# Stored items

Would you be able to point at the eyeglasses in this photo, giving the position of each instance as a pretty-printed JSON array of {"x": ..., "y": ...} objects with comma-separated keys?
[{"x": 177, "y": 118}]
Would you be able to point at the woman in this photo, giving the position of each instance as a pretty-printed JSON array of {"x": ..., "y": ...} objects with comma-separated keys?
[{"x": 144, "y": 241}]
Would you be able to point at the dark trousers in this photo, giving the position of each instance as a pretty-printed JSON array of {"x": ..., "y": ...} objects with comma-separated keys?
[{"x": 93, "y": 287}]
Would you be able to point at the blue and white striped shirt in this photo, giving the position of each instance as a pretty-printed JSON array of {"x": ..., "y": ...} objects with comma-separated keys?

# Stated problem
Put each line of the entries above into a Markdown table with the columns Row and Line, numbering the rows and skipping any blank lines.

# The reply
| Row | Line |
|---|---|
| 1 | Would you be able to point at the eyeglasses in this photo, giving the position of each instance as a pretty-printed JSON array of {"x": ..., "y": ...} objects with comma-separated keys? |
| 2 | [{"x": 177, "y": 118}] |
| 3 | Would you be able to point at the woman in this photo, giving the position of each instance as a pretty-printed JSON array of {"x": ..., "y": ...} objects with comma-separated keys? |
| 4 | [{"x": 144, "y": 241}] |
| 5 | Would you be able to point at the dark trousers in this photo, giving the position of each instance as a pretty-printed JSON array of {"x": ..., "y": ...} objects with comma-separated keys? |
| 6 | [{"x": 93, "y": 287}] |
| 7 | Would you be able to point at the blue and white striped shirt in this photo, giving the position of each instance as a pretty-printed JSON array of {"x": ..., "y": ...} objects with comma-separated keys? |